TEXT SEGMENT:
______

Wednesday, November 26, 2014

Cracking the American Spirits Market

     People often ask me why I don't carry the great rum that had while they were in the Caribbean, but it is really expensive and time consuming to bring a new spirit into the US.   Two years ago Don Pancho Fernandez introduced his "Life's Work" rum Origenes, but I was finally to say that I have it for my customers in the "Rum Bar in Key West" last week.   What had to take place in order for this to happen?

      There was an article in the "Spirits Business" last week that gives you a pretty good idea of what has to transpire in order for brand to be on the shelf for sale
in America.

     Spirits brands continue to covet the US market, but it is one of the world’s most difficult markets to crack
     To make it in America is not just the dream of every British rock band since the Beatles’ invasion of 1964. Every non-US brand of vodka, gin, whisky, or whatever, also wants to crack the most lucrative and dynamic international spirits market on the planet. Thousands try, but few succeed.
     “The structure of the US market makes it theoretically almost impossible to break into,” says Jacob Ehrenkrona, CEO of Reformed Spirits, owner of Martin Miller’s gin. “Basically there hasn’t been a single European brand owned by an independent company that has really conquered America.” When pressed, he makes a possible exception for the Dutch vodka Ketel One, before Diageo bought a 50% stake and took over distribution in 2008.

______

EXERCISE SET:
(a) In the post on the American spirits market, who is the CEO of Reformed Spirits?
(b) Name every type of spirit that the post on the American spirits market mentions.

DATA PROVIDED:
______

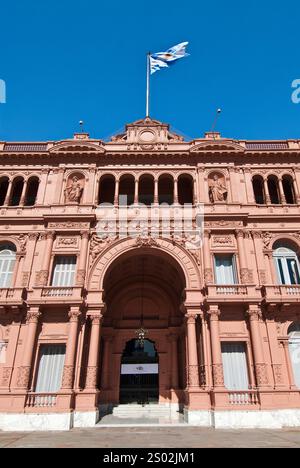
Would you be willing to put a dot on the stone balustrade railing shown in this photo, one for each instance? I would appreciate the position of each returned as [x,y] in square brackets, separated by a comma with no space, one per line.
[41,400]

______

RESULTS OF THE EXERCISE:
(a) Jacob Ehrenkrona

(b) rum, vodka, gin, whisky